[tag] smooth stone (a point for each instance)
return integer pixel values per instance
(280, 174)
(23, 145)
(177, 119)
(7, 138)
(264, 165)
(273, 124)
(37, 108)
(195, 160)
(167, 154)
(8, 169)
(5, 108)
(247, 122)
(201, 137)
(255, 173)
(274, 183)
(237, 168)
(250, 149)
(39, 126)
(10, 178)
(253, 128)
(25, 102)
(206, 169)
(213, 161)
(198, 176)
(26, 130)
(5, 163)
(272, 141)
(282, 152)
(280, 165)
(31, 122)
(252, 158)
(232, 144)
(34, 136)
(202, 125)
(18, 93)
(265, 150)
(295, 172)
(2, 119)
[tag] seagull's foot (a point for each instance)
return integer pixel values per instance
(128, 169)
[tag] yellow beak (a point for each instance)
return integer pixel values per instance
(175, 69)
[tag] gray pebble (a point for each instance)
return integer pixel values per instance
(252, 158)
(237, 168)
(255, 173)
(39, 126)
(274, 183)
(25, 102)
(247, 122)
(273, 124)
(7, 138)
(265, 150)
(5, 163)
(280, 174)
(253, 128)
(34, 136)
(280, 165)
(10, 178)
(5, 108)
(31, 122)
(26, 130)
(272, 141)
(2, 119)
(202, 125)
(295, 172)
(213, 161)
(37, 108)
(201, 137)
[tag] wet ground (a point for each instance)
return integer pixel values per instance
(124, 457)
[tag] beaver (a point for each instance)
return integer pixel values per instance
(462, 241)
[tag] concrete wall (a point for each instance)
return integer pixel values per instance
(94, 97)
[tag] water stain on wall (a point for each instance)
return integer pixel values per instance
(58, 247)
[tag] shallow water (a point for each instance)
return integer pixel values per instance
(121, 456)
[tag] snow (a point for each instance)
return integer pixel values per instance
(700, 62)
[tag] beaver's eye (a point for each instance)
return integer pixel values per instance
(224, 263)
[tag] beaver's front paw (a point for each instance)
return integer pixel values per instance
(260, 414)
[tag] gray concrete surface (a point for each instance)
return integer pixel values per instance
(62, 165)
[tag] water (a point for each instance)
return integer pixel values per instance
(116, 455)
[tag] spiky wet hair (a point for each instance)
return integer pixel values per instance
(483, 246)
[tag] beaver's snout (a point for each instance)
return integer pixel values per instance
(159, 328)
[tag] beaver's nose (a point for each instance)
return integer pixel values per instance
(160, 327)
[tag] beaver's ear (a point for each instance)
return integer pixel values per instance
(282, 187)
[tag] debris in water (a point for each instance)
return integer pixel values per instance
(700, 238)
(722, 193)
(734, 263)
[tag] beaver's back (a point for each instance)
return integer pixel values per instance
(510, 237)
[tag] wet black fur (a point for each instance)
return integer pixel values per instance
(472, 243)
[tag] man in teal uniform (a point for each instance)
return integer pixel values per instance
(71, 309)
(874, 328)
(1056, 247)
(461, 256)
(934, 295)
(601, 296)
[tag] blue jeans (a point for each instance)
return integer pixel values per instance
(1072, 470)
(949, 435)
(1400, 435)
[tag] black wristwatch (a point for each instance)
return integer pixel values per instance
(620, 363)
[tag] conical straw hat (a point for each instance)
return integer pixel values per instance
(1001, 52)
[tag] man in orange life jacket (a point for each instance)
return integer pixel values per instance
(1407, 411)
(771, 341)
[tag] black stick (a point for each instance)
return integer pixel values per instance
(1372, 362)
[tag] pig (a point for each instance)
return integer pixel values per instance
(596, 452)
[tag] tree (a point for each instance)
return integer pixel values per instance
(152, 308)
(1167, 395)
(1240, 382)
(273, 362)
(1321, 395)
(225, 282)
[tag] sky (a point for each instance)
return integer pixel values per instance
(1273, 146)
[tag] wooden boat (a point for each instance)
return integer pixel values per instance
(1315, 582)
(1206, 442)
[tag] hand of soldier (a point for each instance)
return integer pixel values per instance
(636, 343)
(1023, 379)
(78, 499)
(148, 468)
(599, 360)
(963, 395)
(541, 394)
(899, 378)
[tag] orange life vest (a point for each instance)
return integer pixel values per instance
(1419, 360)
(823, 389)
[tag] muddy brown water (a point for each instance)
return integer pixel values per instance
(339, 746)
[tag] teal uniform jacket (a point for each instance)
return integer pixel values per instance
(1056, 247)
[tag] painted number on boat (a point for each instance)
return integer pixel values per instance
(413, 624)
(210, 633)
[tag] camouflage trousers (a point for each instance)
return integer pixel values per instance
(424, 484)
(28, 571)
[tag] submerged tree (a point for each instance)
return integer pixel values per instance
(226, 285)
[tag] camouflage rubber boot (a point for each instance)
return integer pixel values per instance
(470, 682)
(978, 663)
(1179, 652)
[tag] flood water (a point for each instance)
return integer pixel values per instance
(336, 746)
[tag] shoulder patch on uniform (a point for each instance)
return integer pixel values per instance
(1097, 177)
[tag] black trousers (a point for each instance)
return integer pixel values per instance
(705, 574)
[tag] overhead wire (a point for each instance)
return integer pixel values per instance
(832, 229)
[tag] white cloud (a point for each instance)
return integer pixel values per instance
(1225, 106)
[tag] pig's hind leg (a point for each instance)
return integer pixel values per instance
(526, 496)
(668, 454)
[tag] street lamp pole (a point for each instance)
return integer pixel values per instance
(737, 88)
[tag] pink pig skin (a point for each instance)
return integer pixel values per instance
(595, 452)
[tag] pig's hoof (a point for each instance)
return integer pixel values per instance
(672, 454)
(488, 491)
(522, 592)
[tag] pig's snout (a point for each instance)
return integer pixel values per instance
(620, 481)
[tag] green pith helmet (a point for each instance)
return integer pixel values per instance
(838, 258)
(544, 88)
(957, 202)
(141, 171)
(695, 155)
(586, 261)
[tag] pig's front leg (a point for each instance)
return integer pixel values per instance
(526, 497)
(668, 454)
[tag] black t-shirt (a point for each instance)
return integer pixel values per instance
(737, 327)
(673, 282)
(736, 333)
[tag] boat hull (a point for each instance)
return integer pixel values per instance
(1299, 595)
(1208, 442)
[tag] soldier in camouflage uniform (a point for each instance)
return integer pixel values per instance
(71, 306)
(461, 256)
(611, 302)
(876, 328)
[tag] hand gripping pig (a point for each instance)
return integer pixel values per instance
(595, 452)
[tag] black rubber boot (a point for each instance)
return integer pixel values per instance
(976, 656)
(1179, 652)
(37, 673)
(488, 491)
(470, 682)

• Problem description
Copy the part of the rows that opens with the line containing "[tag] pig's hind" and closes with the line containing "(1208, 442)", both lines included. Keep every tag and instruction line unchanged, but shift each coordinate in the points up by 55.

• Reply to the task
[tag] pig's hind leg (a point for each instance)
return integer pixel values per instance
(581, 551)
(723, 509)
[tag] street lamp pole (a point for each instance)
return integer pixel values per instance
(792, 143)
[tag] pink pig skin (a point for each instance)
return integer pixel values per instance
(650, 507)
[tag] pig's hoof (a point for each instance)
return integer pixel values per instance
(727, 509)
(543, 546)
(577, 647)
[tag] pig's snout (a point for each instance)
return integer pixel values per instance
(675, 536)
[tag] green pith helmet (a point for each instance)
return integer pixel values per instance
(893, 313)
(599, 143)
(1012, 257)
(196, 226)
(750, 210)
(641, 316)
[tag] pig's front leg (a point for each instance)
return integer pixel values per instance
(581, 552)
(723, 509)
[tag] black t-shirt (a point for each instance)
return integer pixel values per instance
(792, 382)
(728, 337)
(791, 388)
[tag] boat hull (a point for each instance)
return integer pixel values per instance
(1354, 650)
(1263, 497)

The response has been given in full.